◆ Exercise instructions
The response should reproduce exactly the lines from the top of the listing below through the one that contains "positive clicks: (151, 414)", and nothing else; pictures do not belong in it.

[Start of Attachment]

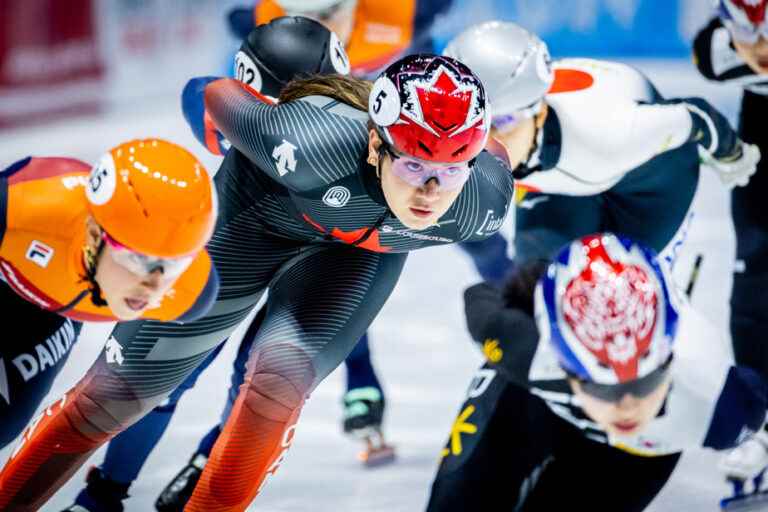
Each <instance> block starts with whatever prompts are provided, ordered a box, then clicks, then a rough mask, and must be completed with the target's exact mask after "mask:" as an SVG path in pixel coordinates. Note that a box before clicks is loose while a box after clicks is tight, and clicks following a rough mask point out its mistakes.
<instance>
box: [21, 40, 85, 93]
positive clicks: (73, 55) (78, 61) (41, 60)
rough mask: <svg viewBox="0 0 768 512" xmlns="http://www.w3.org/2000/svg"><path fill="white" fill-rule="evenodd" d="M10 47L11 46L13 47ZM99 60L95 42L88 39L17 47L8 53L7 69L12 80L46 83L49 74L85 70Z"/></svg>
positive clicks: (48, 77) (71, 71)
mask: <svg viewBox="0 0 768 512" xmlns="http://www.w3.org/2000/svg"><path fill="white" fill-rule="evenodd" d="M12 48H13V46H12ZM98 61H99V51H98V49H97V47H96V43H95V42H93V41H90V40H87V39H84V40H82V39H81V40H75V41H71V42H68V43H59V44H57V45H55V46H31V45H30V46H27V45H25V46H19V47H16V48H13V50H12V51H11V52H10V54H9V55H7V64H6V69H7V72H8V75H9V77H11V78H12V79H13V81H19V82H22V81H29V80H37V81H39V82H41V83H49V80H50V78H51V77H52V76H56V75H60V74H62V73H67V74H69V73H73V72H76V71H87V70H89V69H91V68H93V67H94V66H95V65H96V64H97V63H98Z"/></svg>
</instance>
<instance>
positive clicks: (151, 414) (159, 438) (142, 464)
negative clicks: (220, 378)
mask: <svg viewBox="0 0 768 512" xmlns="http://www.w3.org/2000/svg"><path fill="white" fill-rule="evenodd" d="M223 347H224V344H223V343H222V344H221V345H219V346H218V347H216V348H215V349H213V350H212V351H211V353H210V354H209V355H208V357H206V358H205V359H204V360H203V362H202V363H201V364H200V366H198V367H197V368H195V370H194V371H193V372H192V373H190V374H189V376H188V377H187V378H186V379H185V380H184V382H182V383H181V385H180V386H179V387H178V388H176V389H175V390H174V391H173V393H171V394H170V396H169V397H168V398H167V399H166V400H164V401H163V402H162V403H161V404H160V405H158V406H157V407H155V408H154V409H152V412H150V413H149V414H147V415H146V416H144V417H143V418H142V419H141V420H139V421H138V422H136V423H135V424H133V425H132V426H131V427H130V428H129V429H127V430H126V431H125V432H122V433H121V434H120V435H118V436H117V437H115V438H114V439H113V440H112V441H110V443H109V446H108V447H107V454H106V456H105V457H104V462H103V463H102V464H101V470H102V472H103V474H104V476H106V477H107V478H109V479H110V480H112V481H113V482H117V483H120V484H130V483H131V482H133V481H134V480H135V479H136V477H137V476H138V475H139V472H140V471H141V468H142V467H143V466H144V463H145V462H146V461H147V458H148V457H149V454H150V453H151V452H152V450H153V449H154V448H155V446H156V445H157V443H158V442H159V441H160V438H161V437H162V436H163V433H165V429H166V428H167V427H168V424H169V423H170V422H171V418H173V414H174V412H176V405H177V404H178V402H179V399H181V396H182V395H183V394H184V393H185V392H187V391H188V390H190V389H192V388H193V387H194V386H195V383H196V382H197V379H198V377H199V376H200V374H201V373H202V372H203V371H205V369H206V368H208V366H210V365H211V363H212V362H213V361H214V360H215V359H216V357H217V356H218V355H219V353H221V349H222V348H223Z"/></svg>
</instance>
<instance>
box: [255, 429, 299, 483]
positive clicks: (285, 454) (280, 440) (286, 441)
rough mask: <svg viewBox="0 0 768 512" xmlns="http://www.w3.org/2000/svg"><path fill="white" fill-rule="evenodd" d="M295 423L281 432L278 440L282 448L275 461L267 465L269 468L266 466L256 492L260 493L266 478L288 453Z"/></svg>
mask: <svg viewBox="0 0 768 512" xmlns="http://www.w3.org/2000/svg"><path fill="white" fill-rule="evenodd" d="M296 425H297V424H296V423H294V424H293V425H291V426H290V427H288V428H287V429H285V432H283V438H282V439H281V440H280V446H281V447H282V448H283V449H282V451H281V452H280V455H278V456H277V458H276V459H275V461H274V462H273V463H272V464H270V465H269V468H267V472H266V474H265V475H264V480H263V481H262V482H261V485H260V486H259V490H258V491H257V493H260V492H261V490H262V489H263V488H264V486H265V485H267V480H269V478H270V477H271V476H272V475H274V474H275V473H277V470H278V468H279V467H280V464H282V462H283V459H284V458H285V456H286V454H287V453H288V448H290V447H291V443H292V442H293V435H294V432H295V430H296Z"/></svg>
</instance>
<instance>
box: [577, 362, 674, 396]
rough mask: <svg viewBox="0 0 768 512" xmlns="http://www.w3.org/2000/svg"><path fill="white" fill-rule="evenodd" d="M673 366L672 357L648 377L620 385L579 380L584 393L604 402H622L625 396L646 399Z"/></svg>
mask: <svg viewBox="0 0 768 512" xmlns="http://www.w3.org/2000/svg"><path fill="white" fill-rule="evenodd" d="M671 365H672V357H670V358H669V360H668V361H667V362H666V363H664V365H663V366H660V367H659V368H657V369H655V370H654V371H652V372H651V373H649V374H648V375H646V376H644V377H640V378H639V379H635V380H632V381H629V382H622V383H620V384H597V383H595V382H591V381H587V380H581V379H580V380H579V384H580V385H581V389H582V391H584V392H585V393H586V394H588V395H590V396H591V397H593V398H597V399H598V400H602V401H604V402H612V403H616V402H620V401H621V399H622V398H623V397H624V396H625V395H632V396H634V397H635V398H645V397H647V396H648V395H650V394H651V393H653V392H654V391H656V389H658V387H659V385H661V383H662V382H664V379H665V378H666V377H667V374H669V369H670V366H671Z"/></svg>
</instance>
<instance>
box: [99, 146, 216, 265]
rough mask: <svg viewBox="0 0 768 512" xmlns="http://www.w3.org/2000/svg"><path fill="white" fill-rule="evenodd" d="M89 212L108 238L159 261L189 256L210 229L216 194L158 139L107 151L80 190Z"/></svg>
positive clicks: (207, 172) (207, 178) (214, 207)
mask: <svg viewBox="0 0 768 512" xmlns="http://www.w3.org/2000/svg"><path fill="white" fill-rule="evenodd" d="M86 196H87V198H88V205H89V210H90V212H91V214H92V215H93V217H94V218H95V219H96V222H97V223H98V224H99V226H101V227H102V228H103V229H104V230H105V231H106V232H107V233H108V234H109V236H110V237H112V238H113V239H115V240H116V241H118V242H120V243H121V244H122V245H124V246H126V247H128V248H129V249H131V250H133V251H136V252H138V253H141V254H146V255H149V256H156V257H160V258H178V257H181V256H187V255H190V254H193V253H195V252H197V251H199V250H200V249H202V248H203V247H205V244H206V243H208V240H209V239H210V238H211V234H212V233H213V228H214V226H215V224H216V214H217V203H216V191H215V189H214V188H213V184H212V181H211V178H210V176H209V175H208V171H206V169H205V167H203V165H202V164H201V163H200V162H199V161H198V160H197V158H195V156H194V155H193V154H192V153H190V152H189V151H187V150H186V149H184V148H182V147H181V146H178V145H176V144H174V143H172V142H167V141H164V140H160V139H144V140H132V141H129V142H124V143H123V144H120V145H119V146H117V147H114V148H112V149H111V150H110V151H109V152H108V153H107V154H105V155H104V156H103V157H101V160H99V163H98V164H96V166H94V168H93V170H92V171H91V175H90V177H89V179H88V185H87V186H86Z"/></svg>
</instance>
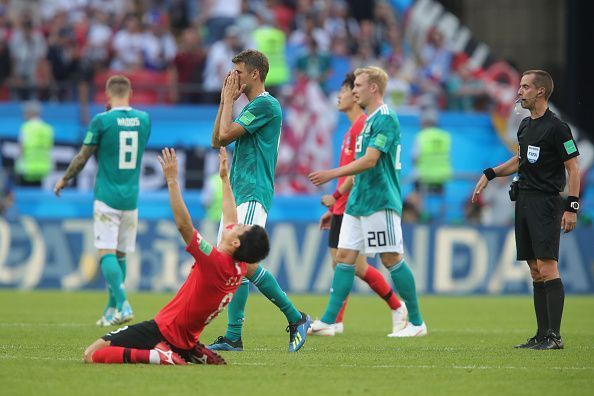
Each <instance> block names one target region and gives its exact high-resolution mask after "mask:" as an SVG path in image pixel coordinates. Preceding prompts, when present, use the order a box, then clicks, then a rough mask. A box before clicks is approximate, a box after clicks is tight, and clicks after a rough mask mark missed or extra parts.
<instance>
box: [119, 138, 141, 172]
mask: <svg viewBox="0 0 594 396" xmlns="http://www.w3.org/2000/svg"><path fill="white" fill-rule="evenodd" d="M137 159H138V132H137V131H121V132H120V160H119V166H118V168H119V169H136V160H137Z"/></svg>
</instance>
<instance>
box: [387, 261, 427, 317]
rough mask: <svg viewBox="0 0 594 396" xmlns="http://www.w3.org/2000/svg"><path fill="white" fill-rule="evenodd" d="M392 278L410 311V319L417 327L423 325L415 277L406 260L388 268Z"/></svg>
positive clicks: (409, 316) (390, 274) (400, 294)
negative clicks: (421, 324) (389, 271)
mask: <svg viewBox="0 0 594 396" xmlns="http://www.w3.org/2000/svg"><path fill="white" fill-rule="evenodd" d="M388 270H389V271H390V276H391V277H392V281H393V282H394V286H396V290H398V293H399V294H400V297H402V299H403V300H404V302H405V303H406V308H407V309H408V319H409V320H410V322H411V323H412V324H413V325H415V326H420V325H421V324H423V318H422V317H421V312H420V311H419V301H418V299H417V289H416V286H415V277H414V275H413V273H412V271H411V270H410V268H409V267H408V265H407V264H406V262H404V260H402V261H401V262H399V263H398V264H396V265H395V266H393V267H391V268H388Z"/></svg>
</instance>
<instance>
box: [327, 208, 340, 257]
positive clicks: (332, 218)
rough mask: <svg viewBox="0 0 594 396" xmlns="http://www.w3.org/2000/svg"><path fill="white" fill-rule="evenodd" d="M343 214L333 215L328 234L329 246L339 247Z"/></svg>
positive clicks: (328, 246) (330, 222)
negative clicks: (338, 244) (338, 242)
mask: <svg viewBox="0 0 594 396" xmlns="http://www.w3.org/2000/svg"><path fill="white" fill-rule="evenodd" d="M342 216H343V215H332V221H331V222H330V233H329V234H328V247H330V248H333V249H338V237H339V236H340V226H341V225H342Z"/></svg>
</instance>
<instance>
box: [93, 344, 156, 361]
mask: <svg viewBox="0 0 594 396" xmlns="http://www.w3.org/2000/svg"><path fill="white" fill-rule="evenodd" d="M151 354H152V355H153V358H152V359H151ZM155 357H156V359H155ZM91 359H92V360H93V363H106V364H110V363H151V364H159V363H160V359H159V353H158V352H157V351H155V350H148V349H134V348H124V347H115V346H108V347H105V348H101V349H99V350H97V351H95V353H93V356H92V357H91Z"/></svg>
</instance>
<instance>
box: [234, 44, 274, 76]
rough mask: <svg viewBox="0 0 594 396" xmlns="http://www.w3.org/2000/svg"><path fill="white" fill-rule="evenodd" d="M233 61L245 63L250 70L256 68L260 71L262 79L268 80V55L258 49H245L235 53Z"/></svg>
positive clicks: (246, 67)
mask: <svg viewBox="0 0 594 396" xmlns="http://www.w3.org/2000/svg"><path fill="white" fill-rule="evenodd" d="M232 62H233V63H243V64H245V67H246V68H247V69H248V71H249V72H251V71H252V70H254V69H256V70H258V72H259V73H260V81H262V82H264V81H266V75H267V74H268V70H269V69H270V66H269V64H268V58H267V57H266V55H264V54H263V53H261V52H260V51H256V50H244V51H241V52H240V53H239V54H237V55H235V56H234V57H233V60H232Z"/></svg>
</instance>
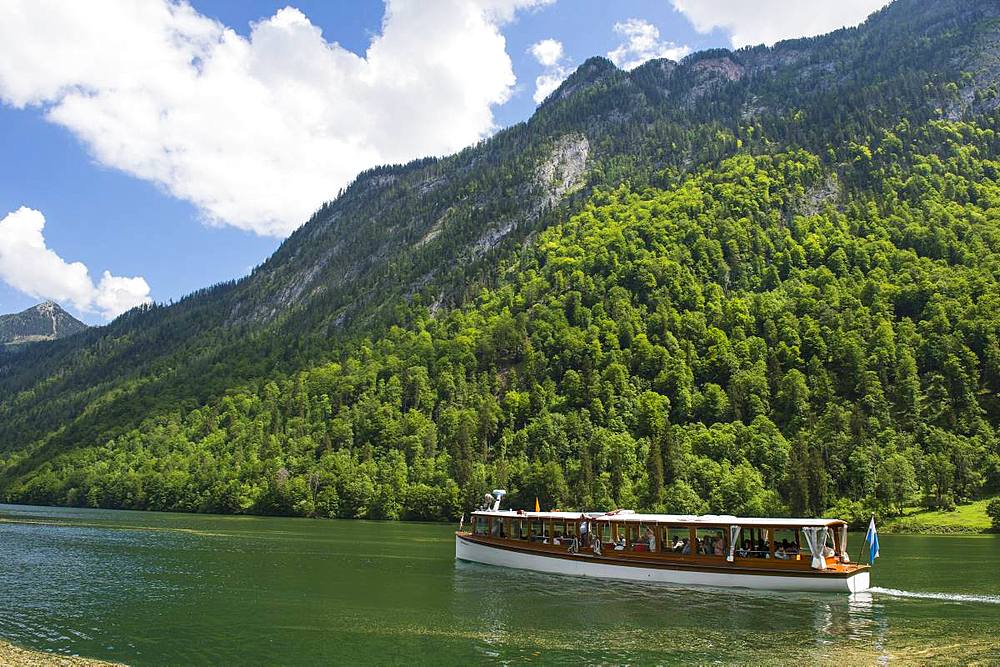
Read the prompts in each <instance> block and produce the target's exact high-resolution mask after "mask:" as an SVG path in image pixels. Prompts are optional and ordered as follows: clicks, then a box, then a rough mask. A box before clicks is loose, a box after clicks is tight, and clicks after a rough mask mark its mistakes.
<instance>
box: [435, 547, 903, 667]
mask: <svg viewBox="0 0 1000 667" xmlns="http://www.w3.org/2000/svg"><path fill="white" fill-rule="evenodd" d="M454 582H455V588H454V591H455V597H454V605H455V608H456V610H460V611H461V612H462V613H464V614H468V615H469V617H470V618H471V619H475V622H476V623H477V624H478V627H479V631H480V632H481V636H482V638H483V642H484V643H486V644H487V645H489V646H491V647H493V649H494V653H496V655H498V656H502V657H505V658H516V657H524V654H525V652H526V651H529V652H531V653H534V652H538V651H540V650H541V653H540V654H541V655H544V656H545V657H546V658H547V659H549V660H555V661H557V660H560V659H562V658H566V659H567V660H571V659H572V660H576V659H579V658H580V657H581V654H582V655H583V656H584V660H585V661H593V662H599V663H600V662H612V663H617V662H621V661H629V660H634V659H637V658H638V657H640V656H645V657H646V658H648V659H650V660H655V661H664V660H665V661H668V662H673V661H674V659H676V660H677V661H678V662H684V661H692V660H693V661H695V662H697V663H701V662H706V661H714V660H720V659H721V660H723V661H725V660H731V661H735V662H752V663H761V662H765V663H766V662H774V663H780V662H786V661H788V660H792V659H795V660H810V661H814V662H815V661H819V662H824V661H826V660H831V661H833V660H835V659H836V657H837V655H838V654H839V648H838V647H841V646H843V645H845V644H857V645H858V646H868V647H870V653H871V655H872V657H873V658H874V657H877V656H878V655H879V653H880V649H879V647H880V646H881V645H883V644H884V635H885V630H886V626H885V623H884V622H883V610H882V608H881V606H880V605H879V604H877V603H876V602H875V600H874V597H873V595H871V594H868V593H861V594H856V595H853V596H844V595H823V594H811V593H788V592H782V593H771V592H764V591H751V590H731V589H714V588H700V589H691V588H679V587H675V586H671V585H668V584H652V583H643V582H629V581H620V582H619V581H609V580H600V579H584V578H580V577H571V576H559V575H542V574H537V573H533V572H528V571H523V570H504V569H500V568H494V567H490V566H485V565H478V564H474V563H461V562H460V563H456V568H455V580H454ZM518 619H527V620H528V622H518ZM776 637H777V638H780V641H778V642H776V641H775V638H776ZM507 653H510V655H507ZM855 654H856V652H855Z"/></svg>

[End of Attachment]

◆ Result of the exercise
Each <instance> block starts with whatever prompts are provided, ordered a box, then clicks, then a rough mask, and must be completed with the target's exact mask after "mask:" as an SVG path in pixel coordinates. Note that a box before clicks is loose while a box after clicks is tight, and clicks following a rough mask point out its mistakes.
<instance>
box: [21, 40, 85, 93]
positive clicks: (73, 55) (78, 61) (41, 60)
rough mask: <svg viewBox="0 0 768 512" xmlns="http://www.w3.org/2000/svg"><path fill="white" fill-rule="evenodd" d="M10 47L11 46L13 47ZM99 60L95 42L88 39L17 47L8 53L7 69L12 80L46 83L49 74L85 70Z"/></svg>
positive clicks: (48, 77) (71, 71)
mask: <svg viewBox="0 0 768 512" xmlns="http://www.w3.org/2000/svg"><path fill="white" fill-rule="evenodd" d="M12 48H13V46H12ZM98 61H99V51H98V49H97V47H96V43H95V42H93V41H90V40H87V39H84V40H82V39H81V40H75V41H71V42H68V43H59V44H57V45H55V46H31V45H30V46H27V45H25V46H19V47H16V48H13V50H12V51H11V52H10V54H9V55H7V64H6V69H7V72H8V75H9V77H11V78H12V79H13V81H19V82H22V81H29V80H37V81H39V82H41V83H49V80H50V78H51V77H52V76H56V75H60V74H62V73H67V74H69V73H73V72H76V71H87V70H89V69H91V68H93V67H94V66H95V65H96V64H97V63H98Z"/></svg>
</instance>
<instance>
positive clicks: (151, 414) (159, 438) (142, 464)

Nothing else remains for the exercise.